▶ Try it
Can you pull out each line of the data below that includes the word "dish"?

╭─ Extracted data

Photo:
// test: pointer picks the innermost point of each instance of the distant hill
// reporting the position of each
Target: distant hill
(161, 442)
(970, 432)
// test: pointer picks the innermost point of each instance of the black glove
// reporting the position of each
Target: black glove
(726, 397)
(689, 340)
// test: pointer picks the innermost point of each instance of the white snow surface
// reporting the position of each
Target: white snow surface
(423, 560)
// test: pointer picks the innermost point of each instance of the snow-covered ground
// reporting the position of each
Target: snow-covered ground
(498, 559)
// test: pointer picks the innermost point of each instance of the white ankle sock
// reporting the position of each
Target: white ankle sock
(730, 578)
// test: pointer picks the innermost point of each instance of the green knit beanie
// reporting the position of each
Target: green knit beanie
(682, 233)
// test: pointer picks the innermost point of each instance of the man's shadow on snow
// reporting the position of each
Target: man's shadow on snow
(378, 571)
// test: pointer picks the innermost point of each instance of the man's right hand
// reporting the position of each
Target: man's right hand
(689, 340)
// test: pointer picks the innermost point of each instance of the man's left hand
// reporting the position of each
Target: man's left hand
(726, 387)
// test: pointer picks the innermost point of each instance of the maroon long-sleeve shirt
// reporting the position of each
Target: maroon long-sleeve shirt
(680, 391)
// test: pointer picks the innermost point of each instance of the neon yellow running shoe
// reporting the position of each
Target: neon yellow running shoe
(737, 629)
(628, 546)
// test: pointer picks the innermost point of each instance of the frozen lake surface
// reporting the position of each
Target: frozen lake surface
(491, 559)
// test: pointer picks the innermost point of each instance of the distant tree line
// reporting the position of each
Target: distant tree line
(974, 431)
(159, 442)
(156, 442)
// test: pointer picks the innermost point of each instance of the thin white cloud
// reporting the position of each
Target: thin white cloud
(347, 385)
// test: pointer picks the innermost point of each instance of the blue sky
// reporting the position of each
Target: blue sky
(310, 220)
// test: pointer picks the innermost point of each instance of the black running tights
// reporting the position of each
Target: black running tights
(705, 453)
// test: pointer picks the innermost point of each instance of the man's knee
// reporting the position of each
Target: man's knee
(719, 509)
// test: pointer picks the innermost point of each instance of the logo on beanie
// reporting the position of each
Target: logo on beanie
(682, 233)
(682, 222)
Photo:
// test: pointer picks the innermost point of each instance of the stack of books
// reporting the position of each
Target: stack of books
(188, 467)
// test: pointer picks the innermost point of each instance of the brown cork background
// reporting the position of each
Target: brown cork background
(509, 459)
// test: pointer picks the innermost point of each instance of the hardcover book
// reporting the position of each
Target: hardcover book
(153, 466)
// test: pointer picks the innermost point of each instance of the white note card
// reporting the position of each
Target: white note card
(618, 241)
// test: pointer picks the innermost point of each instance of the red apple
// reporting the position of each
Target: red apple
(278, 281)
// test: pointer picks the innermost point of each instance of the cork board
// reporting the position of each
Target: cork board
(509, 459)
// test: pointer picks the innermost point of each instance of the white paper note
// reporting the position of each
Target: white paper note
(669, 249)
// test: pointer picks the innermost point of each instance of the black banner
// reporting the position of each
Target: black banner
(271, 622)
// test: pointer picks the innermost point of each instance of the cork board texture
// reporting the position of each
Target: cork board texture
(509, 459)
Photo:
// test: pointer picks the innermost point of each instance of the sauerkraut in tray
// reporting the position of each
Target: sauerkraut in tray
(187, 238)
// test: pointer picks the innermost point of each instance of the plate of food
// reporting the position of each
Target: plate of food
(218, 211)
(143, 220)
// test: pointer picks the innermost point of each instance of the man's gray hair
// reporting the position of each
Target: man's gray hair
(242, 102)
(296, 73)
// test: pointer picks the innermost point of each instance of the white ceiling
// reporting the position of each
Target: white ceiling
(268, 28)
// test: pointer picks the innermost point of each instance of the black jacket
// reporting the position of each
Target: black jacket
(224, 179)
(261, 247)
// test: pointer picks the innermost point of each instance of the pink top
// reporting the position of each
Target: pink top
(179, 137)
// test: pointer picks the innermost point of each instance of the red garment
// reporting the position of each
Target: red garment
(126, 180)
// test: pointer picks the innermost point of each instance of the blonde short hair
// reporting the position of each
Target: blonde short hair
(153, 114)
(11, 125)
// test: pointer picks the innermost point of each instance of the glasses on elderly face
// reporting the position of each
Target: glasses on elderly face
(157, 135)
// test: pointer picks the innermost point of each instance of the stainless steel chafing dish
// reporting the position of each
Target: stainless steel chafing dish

╰─

▶ Task result
// test: pointer picks the innermost point of each instance of the stainless steel chafing dish
Target: stainless steel chafing dish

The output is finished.